Dates to remember, U.S. history (TEKS dates)

1492

Christopher Columbus stumbled into the Americas, trying to sail to China – In 1492 the Italian navigator Christopher Columbus, who sailed with the support of the Spanish crown, arrived in the Americas. His original intention was to reach the Indies by sailing west instead of east. This would ensure the Spanish crown a new trade route to the lucrative markets of the East. Instead of reaching the Indies, his first expedition sighted land in the Bahamas on October 12, 1492. He named the first island San Salvadore (Holy Savior).

1607
Founding of Jamestown, Virginia — the first permanent, English colony in America – In 1607, representatives of the Virginia Company of London established the first permanent English settlement in North America. The Virginia Company, a joint-stock company founded by investors in England, called it Jamestown in honor of King James I of England. Several factors encouraged settlement including peace with Spain; willing settlers lured by adventure, markets and the prospect of religious freedom; financial support provided by the Virginia Company; and the company’s assurance that colonists could remain subjects of England.

1776

Declaration of Independence – On June 7, 1776, Richard Henry Lee, the Virginia representative to the Second Continental Congress, moved that “These United Colonies are, and of right ought to be, free and independent states. . . ” Congress appointed a committee to draft an inspirational document to explain to the world the reasons the colonies were asserting their independence in the hopes of gaining broad colonial and international support. The committee included Thomas Jefferson who was charged with drafting the document. In it he asked for protection of the “unalienable rights” of humankind, in addition to British rights, and listed other British actions which prompted the quest for independence. Congress adopted Lee’s motion on July 2, and on July 4, fifty-six representatives from the thirteen original colonies unanimously approved the Declaration of Independence. Six months prior to the official declaration, Thomas Paine published his influential political pamphlet Common Sense. It presented a clear and persuasive argument for independence, and convinced many undecided colonists to support the movement for independence.

> REQUIRED TASK 1
Repeat word for word the portion of the U.S. history dates passage between "Christopher Columbus stumbled" and "Salvadore (Holy Savior).", inclusive.

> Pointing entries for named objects
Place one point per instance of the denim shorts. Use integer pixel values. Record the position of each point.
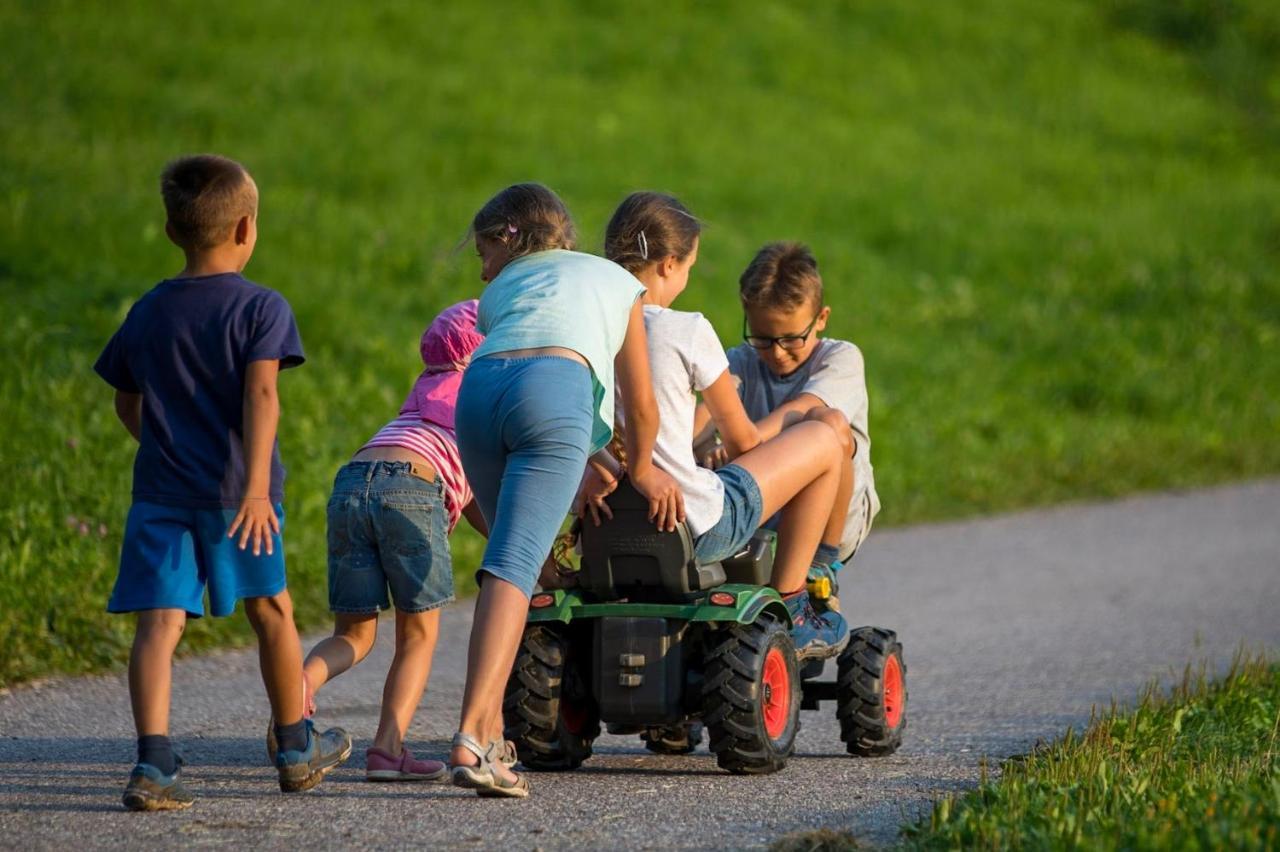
(743, 509)
(170, 554)
(388, 528)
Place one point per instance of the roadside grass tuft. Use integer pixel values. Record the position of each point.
(1197, 766)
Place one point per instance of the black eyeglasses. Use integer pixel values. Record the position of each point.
(786, 340)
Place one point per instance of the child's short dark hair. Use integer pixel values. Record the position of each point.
(526, 218)
(648, 227)
(205, 196)
(781, 275)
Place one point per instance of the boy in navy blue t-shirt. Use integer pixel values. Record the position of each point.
(195, 374)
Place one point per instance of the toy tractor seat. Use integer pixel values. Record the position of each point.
(629, 557)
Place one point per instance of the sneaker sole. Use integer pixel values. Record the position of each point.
(140, 801)
(288, 786)
(823, 653)
(397, 775)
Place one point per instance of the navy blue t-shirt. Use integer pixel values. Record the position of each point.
(186, 347)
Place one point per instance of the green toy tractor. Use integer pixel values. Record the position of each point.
(653, 642)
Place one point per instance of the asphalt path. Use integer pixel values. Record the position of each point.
(1014, 628)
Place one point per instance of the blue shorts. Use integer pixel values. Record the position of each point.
(170, 554)
(388, 528)
(741, 517)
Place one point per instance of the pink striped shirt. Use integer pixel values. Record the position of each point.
(439, 447)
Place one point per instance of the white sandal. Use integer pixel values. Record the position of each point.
(483, 778)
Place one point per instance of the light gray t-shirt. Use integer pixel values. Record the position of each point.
(833, 374)
(685, 357)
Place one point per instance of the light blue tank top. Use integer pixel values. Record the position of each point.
(570, 299)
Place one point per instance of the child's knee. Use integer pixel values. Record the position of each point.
(417, 627)
(836, 420)
(160, 626)
(360, 632)
(269, 613)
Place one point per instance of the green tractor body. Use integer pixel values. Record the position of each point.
(657, 644)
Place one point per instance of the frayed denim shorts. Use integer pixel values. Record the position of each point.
(741, 517)
(388, 532)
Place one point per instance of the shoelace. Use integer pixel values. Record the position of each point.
(813, 615)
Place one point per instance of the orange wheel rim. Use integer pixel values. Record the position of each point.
(895, 694)
(777, 694)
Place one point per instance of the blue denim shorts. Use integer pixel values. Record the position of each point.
(743, 509)
(388, 528)
(170, 554)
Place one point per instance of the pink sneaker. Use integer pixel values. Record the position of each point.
(380, 765)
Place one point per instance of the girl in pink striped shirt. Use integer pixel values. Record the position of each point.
(392, 509)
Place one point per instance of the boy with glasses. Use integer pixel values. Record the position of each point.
(786, 374)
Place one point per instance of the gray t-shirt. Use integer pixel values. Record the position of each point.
(685, 358)
(833, 374)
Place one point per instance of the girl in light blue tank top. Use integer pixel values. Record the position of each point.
(561, 328)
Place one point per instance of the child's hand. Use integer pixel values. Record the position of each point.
(597, 485)
(716, 458)
(256, 521)
(666, 499)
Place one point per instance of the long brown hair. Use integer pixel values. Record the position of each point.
(648, 227)
(526, 218)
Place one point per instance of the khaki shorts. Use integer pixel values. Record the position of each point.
(858, 526)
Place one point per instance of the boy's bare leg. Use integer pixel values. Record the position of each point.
(151, 668)
(835, 531)
(279, 651)
(496, 632)
(406, 679)
(799, 473)
(352, 639)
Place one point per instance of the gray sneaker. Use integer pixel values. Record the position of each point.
(150, 789)
(302, 770)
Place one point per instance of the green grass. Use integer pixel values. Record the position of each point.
(1193, 768)
(1052, 228)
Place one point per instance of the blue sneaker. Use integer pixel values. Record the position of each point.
(150, 789)
(817, 635)
(302, 770)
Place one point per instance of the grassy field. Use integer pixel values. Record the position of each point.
(1193, 768)
(1197, 768)
(1052, 228)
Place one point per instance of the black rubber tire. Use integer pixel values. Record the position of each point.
(543, 678)
(860, 694)
(677, 740)
(734, 696)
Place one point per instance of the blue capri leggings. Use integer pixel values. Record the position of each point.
(524, 433)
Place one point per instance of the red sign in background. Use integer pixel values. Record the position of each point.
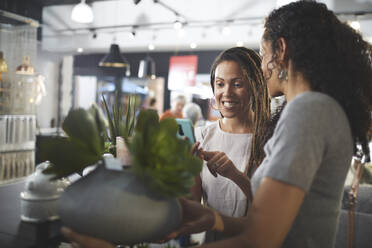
(182, 71)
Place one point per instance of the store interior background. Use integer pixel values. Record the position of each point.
(68, 53)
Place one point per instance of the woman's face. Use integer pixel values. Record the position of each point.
(269, 69)
(230, 90)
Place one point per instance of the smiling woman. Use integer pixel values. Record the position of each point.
(242, 100)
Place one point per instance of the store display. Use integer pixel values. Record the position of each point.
(23, 89)
(17, 101)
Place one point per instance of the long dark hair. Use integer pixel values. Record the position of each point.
(250, 64)
(331, 56)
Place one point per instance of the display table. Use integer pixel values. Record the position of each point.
(15, 233)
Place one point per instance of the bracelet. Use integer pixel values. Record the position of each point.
(218, 222)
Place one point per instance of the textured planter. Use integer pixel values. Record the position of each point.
(116, 206)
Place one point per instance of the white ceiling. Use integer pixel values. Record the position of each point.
(206, 20)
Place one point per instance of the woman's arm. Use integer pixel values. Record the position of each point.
(219, 163)
(196, 190)
(269, 220)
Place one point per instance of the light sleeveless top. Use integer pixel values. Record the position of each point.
(220, 193)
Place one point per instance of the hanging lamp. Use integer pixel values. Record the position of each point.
(82, 13)
(25, 68)
(3, 65)
(146, 68)
(114, 58)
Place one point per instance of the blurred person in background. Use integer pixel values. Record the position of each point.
(175, 111)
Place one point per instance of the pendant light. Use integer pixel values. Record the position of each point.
(82, 13)
(115, 59)
(25, 68)
(3, 65)
(146, 68)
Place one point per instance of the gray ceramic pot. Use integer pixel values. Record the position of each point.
(116, 206)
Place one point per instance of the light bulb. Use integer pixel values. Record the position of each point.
(177, 25)
(239, 43)
(226, 30)
(151, 46)
(82, 13)
(355, 25)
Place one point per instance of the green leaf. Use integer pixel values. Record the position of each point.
(111, 123)
(160, 158)
(67, 157)
(81, 126)
(101, 122)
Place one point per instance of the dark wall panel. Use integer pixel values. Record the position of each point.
(88, 65)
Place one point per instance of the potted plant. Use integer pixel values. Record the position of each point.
(123, 206)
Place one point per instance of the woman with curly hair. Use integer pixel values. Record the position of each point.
(324, 69)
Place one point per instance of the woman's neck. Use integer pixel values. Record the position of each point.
(235, 125)
(296, 85)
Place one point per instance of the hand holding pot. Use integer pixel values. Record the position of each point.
(82, 241)
(196, 219)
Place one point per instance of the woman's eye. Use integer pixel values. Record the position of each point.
(237, 84)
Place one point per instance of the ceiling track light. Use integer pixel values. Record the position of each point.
(82, 13)
(355, 25)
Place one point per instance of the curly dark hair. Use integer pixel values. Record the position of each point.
(250, 64)
(331, 56)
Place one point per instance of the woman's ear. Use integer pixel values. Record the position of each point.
(282, 49)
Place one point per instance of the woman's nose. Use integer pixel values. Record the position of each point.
(228, 89)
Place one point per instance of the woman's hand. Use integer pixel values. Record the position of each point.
(219, 163)
(82, 241)
(197, 151)
(195, 219)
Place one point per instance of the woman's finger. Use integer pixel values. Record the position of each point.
(195, 147)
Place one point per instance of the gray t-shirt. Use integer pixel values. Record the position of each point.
(311, 148)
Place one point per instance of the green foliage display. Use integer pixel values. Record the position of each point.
(160, 158)
(84, 146)
(120, 124)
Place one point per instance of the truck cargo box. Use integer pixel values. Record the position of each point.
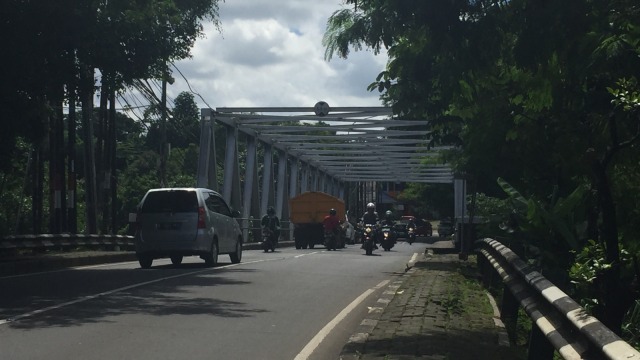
(306, 212)
(312, 206)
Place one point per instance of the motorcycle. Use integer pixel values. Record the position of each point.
(368, 238)
(411, 235)
(387, 238)
(267, 240)
(330, 240)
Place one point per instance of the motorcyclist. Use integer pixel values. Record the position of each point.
(388, 221)
(388, 218)
(370, 217)
(331, 223)
(271, 222)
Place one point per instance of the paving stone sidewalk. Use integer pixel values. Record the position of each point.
(427, 314)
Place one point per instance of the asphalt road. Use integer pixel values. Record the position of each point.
(291, 304)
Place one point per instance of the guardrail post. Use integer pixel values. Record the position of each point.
(539, 346)
(509, 309)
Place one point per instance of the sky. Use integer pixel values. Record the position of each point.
(269, 53)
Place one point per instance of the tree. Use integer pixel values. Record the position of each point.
(50, 60)
(529, 90)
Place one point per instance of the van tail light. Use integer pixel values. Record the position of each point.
(201, 221)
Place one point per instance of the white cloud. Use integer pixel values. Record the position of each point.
(270, 54)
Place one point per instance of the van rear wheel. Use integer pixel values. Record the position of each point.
(145, 261)
(236, 257)
(176, 259)
(211, 259)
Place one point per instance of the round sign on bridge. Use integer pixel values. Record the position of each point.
(321, 108)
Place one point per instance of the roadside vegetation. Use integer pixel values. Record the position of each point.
(541, 104)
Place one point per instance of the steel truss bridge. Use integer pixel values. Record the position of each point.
(315, 148)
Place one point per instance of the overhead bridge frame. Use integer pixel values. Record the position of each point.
(349, 146)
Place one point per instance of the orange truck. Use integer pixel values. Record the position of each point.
(306, 212)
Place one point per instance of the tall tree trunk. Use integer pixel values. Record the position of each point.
(615, 297)
(86, 94)
(72, 212)
(37, 188)
(113, 178)
(102, 166)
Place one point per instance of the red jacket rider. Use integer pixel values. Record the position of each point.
(331, 222)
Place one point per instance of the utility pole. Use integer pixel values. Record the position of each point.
(163, 133)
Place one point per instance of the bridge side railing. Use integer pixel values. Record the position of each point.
(64, 241)
(558, 322)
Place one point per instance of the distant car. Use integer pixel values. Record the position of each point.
(400, 228)
(445, 228)
(349, 232)
(178, 222)
(423, 227)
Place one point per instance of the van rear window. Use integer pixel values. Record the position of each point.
(170, 201)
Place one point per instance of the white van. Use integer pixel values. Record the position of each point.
(178, 222)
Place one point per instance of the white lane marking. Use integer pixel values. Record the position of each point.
(311, 253)
(315, 342)
(110, 292)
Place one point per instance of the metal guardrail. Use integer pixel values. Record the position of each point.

> REQUIRED TASK 2
Locate each line in the entries above that contains the string "roadside", and copy every such line.

> SOLUTION 1
Christopher Columbus stumbled into the Americas, trying to sail to China – In 1492 the Italian navigator Christopher Columbus, who sailed with the support of the Spanish crown, arrived in the Americas. His original intention was to reach the Indies by sailing west instead of east. This would ensure the Spanish crown a new trade route to the lucrative markets of the East. Instead of reaching the Indies, his first expedition sighted land in the Bahamas on October 12, 1492. He named the first island San Salvadore (Holy Savior).

> SOLUTION 2
Place one point per instance of the roadside grass tuft. Use integer pixel values. Record the position of each point.
Place one point per instance of the roadside vegetation. Use integer pixel values. Record the position of each point.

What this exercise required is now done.